**Brief 1:** Please reproduce the entries word for word, starting with the line that contains "Indicate the green leafy" and going on through the last line of the entries.

Start Quoted passage

Re: Solr and Garbage Collection

2009-09-25 Thread Jonathan Ariel
I have around 8M documents.
I set up my server to use a different collector and it seems like it
decreased from 11% to 4%, of course I need to wait a bit more because it is
just a 1 hour old log. But it seems like it is much better now.
I will tell you on Monday the results :)

On Fri, Sep 25, 2009 at 6:07 PM, Mark Miller markrmil...@gmail.com wrote:

 Thats a good point too - if you can reduce your need for such a large
 heap, by all means, do so.

 However, considering you already need at least 10GB or you get OOM, you
 have a long way to go with that approach. Good luck :)

 How many docs do you have ? I'm guessing its mostly FieldCache type
 stuff, and thats the type of thing you can't really side step, unless
 you give up the functionality thats using it.

 Grant Ingersoll wrote:
 
  On Sep 25, 2009, at 9:30 AM, Jonathan Ariel wrote:
 
  Hi to all!
  Lately my solr servers seem to stop responding once in a while. I'm
  using
  solr 1.3.
  Of course I'm having more traffic on the servers.
  So I logged the Garbage Collection activity to check if it's because of
  that. It seems like 11% of the time the application runs, it is stopped
  because of GC. And some times the GC takes up to 10 seconds!

End Quoted passage
Start Provided entries

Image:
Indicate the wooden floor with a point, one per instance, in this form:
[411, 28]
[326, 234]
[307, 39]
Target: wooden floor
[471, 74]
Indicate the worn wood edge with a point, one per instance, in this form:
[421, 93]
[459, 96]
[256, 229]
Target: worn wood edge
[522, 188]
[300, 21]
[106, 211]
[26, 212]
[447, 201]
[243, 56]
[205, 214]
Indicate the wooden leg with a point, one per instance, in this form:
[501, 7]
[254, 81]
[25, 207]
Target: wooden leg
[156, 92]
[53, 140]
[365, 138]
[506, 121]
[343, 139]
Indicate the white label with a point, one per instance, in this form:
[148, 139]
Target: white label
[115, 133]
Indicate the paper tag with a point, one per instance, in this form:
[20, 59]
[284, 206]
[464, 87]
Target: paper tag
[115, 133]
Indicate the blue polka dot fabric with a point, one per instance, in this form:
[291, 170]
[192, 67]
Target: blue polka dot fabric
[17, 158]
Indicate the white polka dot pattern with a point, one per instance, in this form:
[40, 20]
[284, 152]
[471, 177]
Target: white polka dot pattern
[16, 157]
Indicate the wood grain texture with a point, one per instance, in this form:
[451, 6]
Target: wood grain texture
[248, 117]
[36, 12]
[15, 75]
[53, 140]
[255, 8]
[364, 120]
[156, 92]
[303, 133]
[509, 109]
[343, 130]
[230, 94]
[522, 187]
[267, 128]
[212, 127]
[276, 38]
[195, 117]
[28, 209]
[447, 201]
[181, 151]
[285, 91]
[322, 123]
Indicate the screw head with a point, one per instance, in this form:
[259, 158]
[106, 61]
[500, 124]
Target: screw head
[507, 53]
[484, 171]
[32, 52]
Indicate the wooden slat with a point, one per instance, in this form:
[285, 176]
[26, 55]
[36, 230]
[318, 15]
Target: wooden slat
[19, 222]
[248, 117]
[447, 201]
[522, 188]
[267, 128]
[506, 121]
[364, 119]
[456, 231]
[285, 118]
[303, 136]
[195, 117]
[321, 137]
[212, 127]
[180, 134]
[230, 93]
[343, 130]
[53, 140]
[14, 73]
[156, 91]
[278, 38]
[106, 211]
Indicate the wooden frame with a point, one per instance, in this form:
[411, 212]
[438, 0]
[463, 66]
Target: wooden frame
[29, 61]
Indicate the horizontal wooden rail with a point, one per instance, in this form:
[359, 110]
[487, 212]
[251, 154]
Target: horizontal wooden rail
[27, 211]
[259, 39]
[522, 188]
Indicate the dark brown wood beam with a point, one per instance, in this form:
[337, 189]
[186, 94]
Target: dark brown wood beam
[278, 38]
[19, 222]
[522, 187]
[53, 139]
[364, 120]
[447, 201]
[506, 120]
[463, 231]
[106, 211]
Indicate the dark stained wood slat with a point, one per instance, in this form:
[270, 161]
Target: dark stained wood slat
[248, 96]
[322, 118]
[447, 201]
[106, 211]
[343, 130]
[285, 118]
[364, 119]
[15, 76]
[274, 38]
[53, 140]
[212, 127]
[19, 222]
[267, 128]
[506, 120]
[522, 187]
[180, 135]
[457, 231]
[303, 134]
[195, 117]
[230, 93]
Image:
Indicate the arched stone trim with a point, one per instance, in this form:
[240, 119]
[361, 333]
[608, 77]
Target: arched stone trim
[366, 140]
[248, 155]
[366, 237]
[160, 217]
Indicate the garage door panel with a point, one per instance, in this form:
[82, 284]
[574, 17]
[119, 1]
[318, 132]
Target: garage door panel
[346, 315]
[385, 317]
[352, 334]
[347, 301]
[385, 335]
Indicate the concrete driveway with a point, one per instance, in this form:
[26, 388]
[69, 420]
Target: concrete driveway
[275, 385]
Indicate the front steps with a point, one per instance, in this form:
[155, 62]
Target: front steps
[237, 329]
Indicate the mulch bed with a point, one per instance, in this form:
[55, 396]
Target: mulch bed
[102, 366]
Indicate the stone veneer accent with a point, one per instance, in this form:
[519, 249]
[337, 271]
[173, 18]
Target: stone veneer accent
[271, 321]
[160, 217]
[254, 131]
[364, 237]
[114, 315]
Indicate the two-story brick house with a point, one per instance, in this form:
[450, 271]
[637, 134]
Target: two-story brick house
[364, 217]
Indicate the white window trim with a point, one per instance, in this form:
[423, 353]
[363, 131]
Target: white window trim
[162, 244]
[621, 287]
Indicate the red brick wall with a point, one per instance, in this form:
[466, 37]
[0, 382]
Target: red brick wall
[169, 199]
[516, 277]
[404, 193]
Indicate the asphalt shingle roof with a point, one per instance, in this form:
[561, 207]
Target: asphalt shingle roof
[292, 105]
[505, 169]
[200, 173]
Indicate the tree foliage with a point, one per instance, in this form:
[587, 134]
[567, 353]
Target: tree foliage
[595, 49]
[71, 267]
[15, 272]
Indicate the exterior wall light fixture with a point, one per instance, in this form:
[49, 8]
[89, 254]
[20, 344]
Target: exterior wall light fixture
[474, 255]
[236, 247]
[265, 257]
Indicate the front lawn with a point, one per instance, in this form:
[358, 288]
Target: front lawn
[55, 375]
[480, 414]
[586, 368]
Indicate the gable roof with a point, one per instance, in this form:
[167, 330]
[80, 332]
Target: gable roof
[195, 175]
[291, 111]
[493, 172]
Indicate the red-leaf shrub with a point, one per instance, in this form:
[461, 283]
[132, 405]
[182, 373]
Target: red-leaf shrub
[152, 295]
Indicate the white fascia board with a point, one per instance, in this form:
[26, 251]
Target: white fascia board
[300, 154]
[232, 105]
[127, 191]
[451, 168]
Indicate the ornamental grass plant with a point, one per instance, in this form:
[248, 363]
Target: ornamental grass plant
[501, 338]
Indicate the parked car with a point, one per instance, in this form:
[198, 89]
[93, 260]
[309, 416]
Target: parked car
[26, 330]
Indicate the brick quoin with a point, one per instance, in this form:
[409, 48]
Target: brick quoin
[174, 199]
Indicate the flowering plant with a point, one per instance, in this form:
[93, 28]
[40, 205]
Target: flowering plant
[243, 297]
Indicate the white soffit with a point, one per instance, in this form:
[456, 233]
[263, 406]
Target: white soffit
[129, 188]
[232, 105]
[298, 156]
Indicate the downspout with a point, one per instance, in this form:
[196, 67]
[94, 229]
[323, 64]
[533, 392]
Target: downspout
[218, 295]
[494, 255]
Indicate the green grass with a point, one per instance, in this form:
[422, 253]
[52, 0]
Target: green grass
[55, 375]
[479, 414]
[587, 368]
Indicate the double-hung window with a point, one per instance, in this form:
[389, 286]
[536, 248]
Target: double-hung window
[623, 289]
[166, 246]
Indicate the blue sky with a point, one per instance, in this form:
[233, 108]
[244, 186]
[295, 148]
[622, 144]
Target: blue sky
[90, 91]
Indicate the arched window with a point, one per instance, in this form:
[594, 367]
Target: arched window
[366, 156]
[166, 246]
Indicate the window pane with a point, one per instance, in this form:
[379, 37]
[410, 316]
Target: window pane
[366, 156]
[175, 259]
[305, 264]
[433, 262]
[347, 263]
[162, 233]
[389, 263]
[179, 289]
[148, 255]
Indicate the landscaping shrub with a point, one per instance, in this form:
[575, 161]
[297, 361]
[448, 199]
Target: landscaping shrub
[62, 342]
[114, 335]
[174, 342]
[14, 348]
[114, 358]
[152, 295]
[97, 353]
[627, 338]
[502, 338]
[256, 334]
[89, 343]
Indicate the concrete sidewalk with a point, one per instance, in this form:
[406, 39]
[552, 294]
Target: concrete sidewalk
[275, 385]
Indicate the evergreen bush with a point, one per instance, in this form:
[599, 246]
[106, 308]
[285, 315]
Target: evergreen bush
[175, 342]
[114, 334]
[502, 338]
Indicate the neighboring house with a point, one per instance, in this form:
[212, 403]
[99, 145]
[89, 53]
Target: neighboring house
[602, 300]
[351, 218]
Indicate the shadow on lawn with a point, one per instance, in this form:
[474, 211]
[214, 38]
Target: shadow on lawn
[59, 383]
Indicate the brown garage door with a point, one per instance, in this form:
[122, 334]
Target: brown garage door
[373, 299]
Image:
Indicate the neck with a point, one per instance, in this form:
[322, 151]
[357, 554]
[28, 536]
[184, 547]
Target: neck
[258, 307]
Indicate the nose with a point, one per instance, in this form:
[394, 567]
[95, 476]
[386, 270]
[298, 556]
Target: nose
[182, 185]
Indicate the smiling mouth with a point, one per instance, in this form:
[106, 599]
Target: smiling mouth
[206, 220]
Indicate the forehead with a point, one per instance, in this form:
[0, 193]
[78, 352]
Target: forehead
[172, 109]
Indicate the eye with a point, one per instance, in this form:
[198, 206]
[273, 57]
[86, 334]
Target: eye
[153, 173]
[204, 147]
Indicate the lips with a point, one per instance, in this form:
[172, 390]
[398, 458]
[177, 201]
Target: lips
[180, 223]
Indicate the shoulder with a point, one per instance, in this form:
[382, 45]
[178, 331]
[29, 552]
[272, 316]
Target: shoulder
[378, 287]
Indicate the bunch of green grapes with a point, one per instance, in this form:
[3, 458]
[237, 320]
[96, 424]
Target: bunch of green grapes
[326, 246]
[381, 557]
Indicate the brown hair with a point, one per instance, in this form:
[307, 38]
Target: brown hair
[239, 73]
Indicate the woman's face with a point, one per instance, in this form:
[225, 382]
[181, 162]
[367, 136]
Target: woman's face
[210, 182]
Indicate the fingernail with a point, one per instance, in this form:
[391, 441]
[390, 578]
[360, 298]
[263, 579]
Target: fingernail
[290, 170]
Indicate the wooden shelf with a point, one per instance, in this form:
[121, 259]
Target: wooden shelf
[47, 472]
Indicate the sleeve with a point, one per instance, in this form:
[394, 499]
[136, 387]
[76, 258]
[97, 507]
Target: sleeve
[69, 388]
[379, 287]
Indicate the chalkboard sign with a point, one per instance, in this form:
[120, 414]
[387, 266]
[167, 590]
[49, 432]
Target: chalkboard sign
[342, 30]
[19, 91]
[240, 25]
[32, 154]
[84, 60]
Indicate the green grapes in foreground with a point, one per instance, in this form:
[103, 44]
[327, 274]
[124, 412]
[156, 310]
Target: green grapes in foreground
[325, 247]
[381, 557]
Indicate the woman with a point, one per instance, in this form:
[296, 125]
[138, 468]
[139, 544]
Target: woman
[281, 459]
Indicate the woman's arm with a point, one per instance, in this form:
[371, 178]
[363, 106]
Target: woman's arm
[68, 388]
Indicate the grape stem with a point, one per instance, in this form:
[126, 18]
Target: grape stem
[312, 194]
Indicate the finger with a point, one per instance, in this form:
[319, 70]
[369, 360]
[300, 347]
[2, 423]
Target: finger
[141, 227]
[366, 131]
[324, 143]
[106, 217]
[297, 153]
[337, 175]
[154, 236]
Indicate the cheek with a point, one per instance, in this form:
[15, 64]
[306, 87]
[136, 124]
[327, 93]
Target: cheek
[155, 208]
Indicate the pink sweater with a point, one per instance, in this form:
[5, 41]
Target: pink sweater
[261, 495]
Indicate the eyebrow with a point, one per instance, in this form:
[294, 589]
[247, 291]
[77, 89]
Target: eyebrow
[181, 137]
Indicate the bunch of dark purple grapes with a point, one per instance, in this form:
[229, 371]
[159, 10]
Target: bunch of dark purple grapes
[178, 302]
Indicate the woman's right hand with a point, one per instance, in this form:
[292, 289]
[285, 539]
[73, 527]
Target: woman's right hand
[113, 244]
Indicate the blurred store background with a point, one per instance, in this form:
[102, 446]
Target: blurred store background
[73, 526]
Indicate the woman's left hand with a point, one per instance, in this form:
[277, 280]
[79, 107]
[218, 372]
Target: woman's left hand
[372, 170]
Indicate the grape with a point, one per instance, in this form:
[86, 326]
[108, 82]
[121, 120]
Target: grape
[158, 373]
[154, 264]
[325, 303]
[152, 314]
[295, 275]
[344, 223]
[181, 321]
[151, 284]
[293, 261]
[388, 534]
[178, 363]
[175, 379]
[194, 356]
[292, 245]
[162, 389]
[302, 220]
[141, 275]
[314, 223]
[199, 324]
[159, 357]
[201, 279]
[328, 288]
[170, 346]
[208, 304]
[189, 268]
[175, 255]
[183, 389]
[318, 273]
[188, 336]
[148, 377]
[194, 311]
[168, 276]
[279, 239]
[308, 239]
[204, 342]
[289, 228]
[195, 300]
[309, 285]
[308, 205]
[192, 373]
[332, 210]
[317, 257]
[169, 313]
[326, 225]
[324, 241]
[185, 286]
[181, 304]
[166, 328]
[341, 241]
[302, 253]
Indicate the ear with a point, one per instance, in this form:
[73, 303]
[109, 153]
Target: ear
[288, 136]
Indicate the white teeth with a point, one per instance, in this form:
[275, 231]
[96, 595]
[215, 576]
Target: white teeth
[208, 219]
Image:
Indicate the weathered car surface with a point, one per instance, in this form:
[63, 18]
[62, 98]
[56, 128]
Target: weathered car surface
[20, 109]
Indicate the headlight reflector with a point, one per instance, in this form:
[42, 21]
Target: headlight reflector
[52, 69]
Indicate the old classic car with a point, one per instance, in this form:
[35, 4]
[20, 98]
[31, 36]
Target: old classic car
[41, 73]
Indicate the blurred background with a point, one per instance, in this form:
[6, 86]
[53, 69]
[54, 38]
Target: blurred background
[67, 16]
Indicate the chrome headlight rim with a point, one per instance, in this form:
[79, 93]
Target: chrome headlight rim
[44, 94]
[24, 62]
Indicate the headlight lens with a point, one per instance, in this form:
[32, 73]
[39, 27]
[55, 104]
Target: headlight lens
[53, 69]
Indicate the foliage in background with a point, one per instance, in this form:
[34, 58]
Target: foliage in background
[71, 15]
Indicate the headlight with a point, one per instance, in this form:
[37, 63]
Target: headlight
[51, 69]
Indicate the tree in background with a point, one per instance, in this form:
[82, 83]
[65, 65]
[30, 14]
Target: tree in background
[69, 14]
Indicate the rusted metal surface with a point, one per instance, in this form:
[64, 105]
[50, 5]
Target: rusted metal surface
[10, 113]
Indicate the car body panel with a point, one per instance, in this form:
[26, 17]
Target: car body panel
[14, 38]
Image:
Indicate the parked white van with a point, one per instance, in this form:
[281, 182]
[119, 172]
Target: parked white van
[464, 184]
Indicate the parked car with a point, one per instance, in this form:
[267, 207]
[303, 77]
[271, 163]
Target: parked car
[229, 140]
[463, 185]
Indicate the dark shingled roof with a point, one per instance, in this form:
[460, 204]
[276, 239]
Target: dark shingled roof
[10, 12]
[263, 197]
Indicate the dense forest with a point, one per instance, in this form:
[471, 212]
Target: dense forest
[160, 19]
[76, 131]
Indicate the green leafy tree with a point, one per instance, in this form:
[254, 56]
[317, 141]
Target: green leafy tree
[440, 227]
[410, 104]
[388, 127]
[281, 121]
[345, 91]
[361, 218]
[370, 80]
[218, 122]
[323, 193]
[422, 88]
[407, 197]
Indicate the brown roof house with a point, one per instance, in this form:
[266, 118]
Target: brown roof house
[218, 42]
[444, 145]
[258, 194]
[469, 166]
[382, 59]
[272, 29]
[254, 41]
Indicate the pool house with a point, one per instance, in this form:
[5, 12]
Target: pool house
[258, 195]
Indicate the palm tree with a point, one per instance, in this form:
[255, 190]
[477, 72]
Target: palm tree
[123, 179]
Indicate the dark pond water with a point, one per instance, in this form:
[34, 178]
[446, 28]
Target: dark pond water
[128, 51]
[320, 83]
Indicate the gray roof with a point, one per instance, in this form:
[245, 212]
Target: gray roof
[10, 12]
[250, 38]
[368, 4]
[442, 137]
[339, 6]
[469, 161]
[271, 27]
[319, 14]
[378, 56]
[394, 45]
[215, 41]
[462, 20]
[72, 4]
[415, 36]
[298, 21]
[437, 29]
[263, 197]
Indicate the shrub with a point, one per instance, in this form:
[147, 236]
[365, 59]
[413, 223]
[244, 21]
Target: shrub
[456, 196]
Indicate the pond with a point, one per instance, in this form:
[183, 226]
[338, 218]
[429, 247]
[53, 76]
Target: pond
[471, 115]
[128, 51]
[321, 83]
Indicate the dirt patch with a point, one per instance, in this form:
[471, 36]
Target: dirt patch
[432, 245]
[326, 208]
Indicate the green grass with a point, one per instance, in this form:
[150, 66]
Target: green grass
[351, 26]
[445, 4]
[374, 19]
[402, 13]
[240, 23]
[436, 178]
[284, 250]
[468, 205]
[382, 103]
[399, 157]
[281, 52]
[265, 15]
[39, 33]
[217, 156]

End Provided entries

**Brief 2:** In the mailing-list thread about Solr and garbage collection, which Solr version is Jonathan Ariel using?

**Full response 1:**
Indicate the green leafy tree with a point, one per instance, in this form:
[254, 56]
[317, 141]
Target: green leafy tree
[440, 227]
[410, 104]
[388, 127]
[281, 121]
[345, 91]
[361, 218]
[370, 80]
[218, 122]
[323, 193]
[422, 88]
[407, 197]
Indicate the brown roof house with a point, one per instance, in this form:
[266, 118]
Target: brown roof house
[218, 42]
[444, 145]
[258, 194]
[469, 166]
[382, 59]
[272, 29]
[254, 41]
Indicate the pool house with a point, one per instance, in this form:
[5, 12]
Target: pool house
[258, 195]
Indicate the palm tree with a point, one per instance, in this form:
[255, 190]
[477, 72]
Target: palm tree
[123, 179]
Indicate the dark pond water with a point, one per instance, in this form:
[34, 178]
[446, 28]
Target: dark pond water
[128, 51]
[320, 83]
Indicate the gray roof with a point, one per instance, in this form:
[245, 212]
Target: gray roof
[10, 12]
[250, 38]
[368, 4]
[442, 137]
[339, 6]
[469, 161]
[271, 27]
[319, 14]
[378, 56]
[394, 45]
[215, 41]
[462, 20]
[72, 4]
[415, 36]
[298, 21]
[437, 29]
[263, 197]
Indicate the shrub with a point, one per instance, in this form:
[147, 236]
[365, 59]
[413, 223]
[244, 21]
Target: shrub
[456, 196]
Indicate the pond with a point, one per instance, in this form:
[183, 226]
[338, 218]
[429, 247]
[53, 76]
Target: pond
[471, 115]
[128, 51]
[321, 83]
Indicate the dirt patch with a point, one per instance, in this form:
[471, 36]
Target: dirt patch
[432, 245]
[326, 208]
Indicate the green grass with a point, one per instance, in this form:
[150, 66]
Target: green grass
[351, 26]
[445, 4]
[374, 19]
[402, 13]
[240, 23]
[436, 178]
[284, 250]
[468, 205]
[382, 103]
[399, 157]
[281, 52]
[265, 15]
[39, 33]
[217, 156]

**Full response 2:** Solr 1.3